Kutipan Pilihan -
········

Namun ketika beliau berguru kepada Abu Hamzah al-Baghdady as-Shufy, dan
mengenal perilaku kaum Sufi, tiba-tiba dia berkata pada putranya “Hai
anakku hendaknya engkau bermajlis dengan para Sufi, karena mereka bisa
memberikan tambahan bekal pada kita, melalui ilmu yang banyak,
muroqobah, rasa takut kepada Allah, zuhud dan himmah yang luhur (Allah)”
Beliau mengatakan, “Aku tidak pernah melihat suatu kaum yang lebih
utama ketimbang kaum Sufi.” Lalu Imam Ahmad ditanya, “Bukanlah mereka
sering menikmati sama’ dan ekstase ?” Imam Ahmad menjawab, “Dakwah
mereka adalah bergembira bersama Allah dalam setiap saat…”
Imam Nawawi ~rahimahullah berkata : “ Pokok-pokok metode ajaran
tasawwuf ada lima : Taqwa kepada Allah di dalam sepi maupun ramai,
mengikuti sunnah di dalam ucapan dan perbuatan, berpaling dari makhluk
di dalam penghadapan maupun saat mundur, ridha kepada Allah dari
pemberian-Nya baik sedikit ataupun banyak dan selalu kembali pada Allah
saat suka maupun duka “. (Risalah Al-Maqoshid fit Tauhid wal Ibadah wa
Ushulut Tasawwuf halaman : 20, Imam Nawawi)

········

Daftar Data -
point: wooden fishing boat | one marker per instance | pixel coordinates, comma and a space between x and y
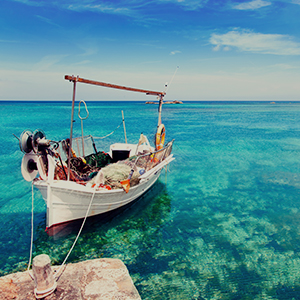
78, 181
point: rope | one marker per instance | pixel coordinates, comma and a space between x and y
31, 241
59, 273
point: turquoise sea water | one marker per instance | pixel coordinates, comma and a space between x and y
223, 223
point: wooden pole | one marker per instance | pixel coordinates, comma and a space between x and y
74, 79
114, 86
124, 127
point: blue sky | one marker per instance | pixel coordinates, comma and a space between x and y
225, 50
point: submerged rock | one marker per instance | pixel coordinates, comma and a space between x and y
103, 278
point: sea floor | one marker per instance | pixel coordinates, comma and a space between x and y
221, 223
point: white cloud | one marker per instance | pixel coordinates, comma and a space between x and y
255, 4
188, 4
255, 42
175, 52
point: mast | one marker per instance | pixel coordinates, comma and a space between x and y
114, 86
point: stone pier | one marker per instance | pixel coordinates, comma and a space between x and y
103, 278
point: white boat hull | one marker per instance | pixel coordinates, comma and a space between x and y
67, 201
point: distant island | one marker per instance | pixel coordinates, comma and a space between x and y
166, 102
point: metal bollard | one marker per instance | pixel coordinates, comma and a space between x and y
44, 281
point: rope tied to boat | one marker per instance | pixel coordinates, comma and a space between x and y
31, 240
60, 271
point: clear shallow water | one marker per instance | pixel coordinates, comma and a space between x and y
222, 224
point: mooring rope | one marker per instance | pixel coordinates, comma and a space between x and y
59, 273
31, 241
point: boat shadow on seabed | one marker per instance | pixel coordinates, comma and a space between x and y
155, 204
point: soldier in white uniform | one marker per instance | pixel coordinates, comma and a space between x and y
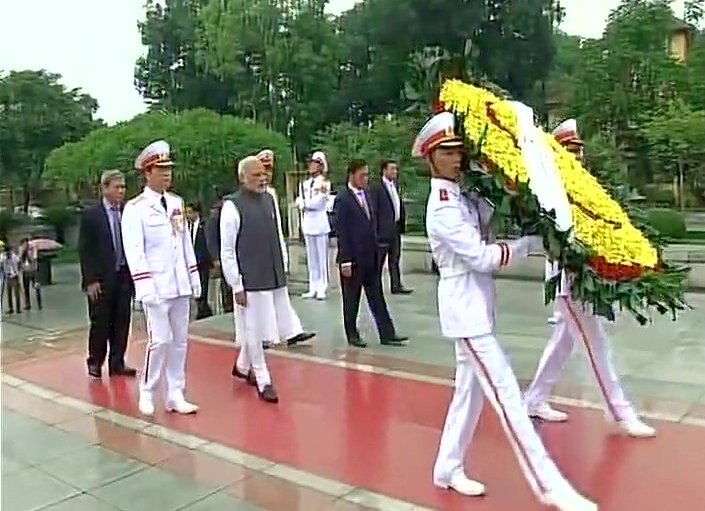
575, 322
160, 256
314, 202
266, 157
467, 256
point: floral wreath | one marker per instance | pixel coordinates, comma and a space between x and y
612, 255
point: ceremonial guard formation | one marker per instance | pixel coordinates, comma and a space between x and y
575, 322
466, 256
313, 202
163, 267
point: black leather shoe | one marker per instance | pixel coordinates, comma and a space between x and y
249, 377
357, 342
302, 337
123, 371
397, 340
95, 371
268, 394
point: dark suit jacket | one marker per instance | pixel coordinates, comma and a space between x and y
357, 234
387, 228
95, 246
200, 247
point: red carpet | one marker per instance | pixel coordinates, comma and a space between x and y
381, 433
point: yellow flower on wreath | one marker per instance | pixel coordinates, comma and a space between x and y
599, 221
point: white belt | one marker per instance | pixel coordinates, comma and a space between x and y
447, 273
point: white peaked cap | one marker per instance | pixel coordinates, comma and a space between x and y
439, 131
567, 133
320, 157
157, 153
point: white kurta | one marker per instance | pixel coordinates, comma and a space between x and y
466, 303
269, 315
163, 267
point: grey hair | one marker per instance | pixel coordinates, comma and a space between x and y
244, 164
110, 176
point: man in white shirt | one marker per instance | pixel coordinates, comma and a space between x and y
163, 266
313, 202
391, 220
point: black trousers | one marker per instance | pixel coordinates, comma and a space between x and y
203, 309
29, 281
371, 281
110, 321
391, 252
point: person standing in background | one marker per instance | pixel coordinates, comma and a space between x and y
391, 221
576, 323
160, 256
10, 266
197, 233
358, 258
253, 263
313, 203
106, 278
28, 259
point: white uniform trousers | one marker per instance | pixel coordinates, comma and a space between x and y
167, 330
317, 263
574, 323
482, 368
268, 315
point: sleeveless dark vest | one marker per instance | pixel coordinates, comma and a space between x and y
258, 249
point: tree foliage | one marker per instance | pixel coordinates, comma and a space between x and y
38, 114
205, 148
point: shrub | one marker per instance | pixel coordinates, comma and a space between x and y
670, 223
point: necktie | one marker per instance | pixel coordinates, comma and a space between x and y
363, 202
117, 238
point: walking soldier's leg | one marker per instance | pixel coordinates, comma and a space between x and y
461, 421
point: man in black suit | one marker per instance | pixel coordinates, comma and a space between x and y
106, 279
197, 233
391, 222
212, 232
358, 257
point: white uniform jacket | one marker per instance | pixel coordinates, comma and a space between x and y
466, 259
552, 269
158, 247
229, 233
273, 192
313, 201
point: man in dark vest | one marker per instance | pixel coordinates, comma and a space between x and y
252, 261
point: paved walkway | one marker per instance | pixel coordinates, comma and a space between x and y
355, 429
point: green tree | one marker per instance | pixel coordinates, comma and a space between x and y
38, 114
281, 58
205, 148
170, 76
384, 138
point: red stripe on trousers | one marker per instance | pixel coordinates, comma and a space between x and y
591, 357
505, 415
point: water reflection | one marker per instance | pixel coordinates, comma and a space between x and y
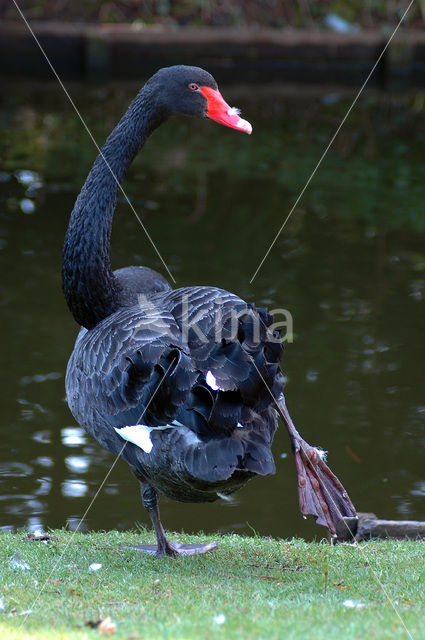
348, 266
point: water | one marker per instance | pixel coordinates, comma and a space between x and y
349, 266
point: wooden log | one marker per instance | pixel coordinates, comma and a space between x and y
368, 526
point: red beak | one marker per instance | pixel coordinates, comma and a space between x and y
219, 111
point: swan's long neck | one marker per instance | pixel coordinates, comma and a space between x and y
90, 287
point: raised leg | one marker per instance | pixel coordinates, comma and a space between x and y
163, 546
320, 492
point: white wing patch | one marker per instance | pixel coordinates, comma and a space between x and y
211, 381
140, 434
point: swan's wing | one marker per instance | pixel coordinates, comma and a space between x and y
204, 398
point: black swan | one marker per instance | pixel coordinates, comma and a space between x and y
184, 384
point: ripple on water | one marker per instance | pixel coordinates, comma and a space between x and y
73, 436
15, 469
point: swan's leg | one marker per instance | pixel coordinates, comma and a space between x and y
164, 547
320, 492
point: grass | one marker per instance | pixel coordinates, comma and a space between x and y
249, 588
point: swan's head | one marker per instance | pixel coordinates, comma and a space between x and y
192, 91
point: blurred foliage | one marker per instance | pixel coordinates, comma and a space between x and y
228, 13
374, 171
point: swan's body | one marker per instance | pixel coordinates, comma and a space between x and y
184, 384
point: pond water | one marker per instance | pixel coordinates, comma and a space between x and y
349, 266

········

Tugas Singkat -
Kutip bagian teks tentang tasawuf di antara "Imam Nawawi ~rahimahullah" dan "20, Imam Nawawi)", termasuk kedua ujungnya, tanpa mengubah satu kata pun. Data di atas tidak diperlukan.

Jawaban Latihan -
Imam Nawawi ~rahimahullah berkata : “ Pokok-pokok metode ajaran
tasawwuf ada lima : Taqwa kepada Allah di dalam sepi maupun ramai,
mengikuti sunnah di dalam ucapan dan perbuatan, berpaling dari makhluk
di dalam penghadapan maupun saat mundur, ridha kepada Allah dari
pemberian-Nya baik sedikit ataupun banyak dan selalu kembali pada Allah
saat suka maupun duka “. (Risalah Al-Maqoshid fit Tauhid wal Ibadah wa
Ushulut Tasawwuf halaman : 20, Imam Nawawi)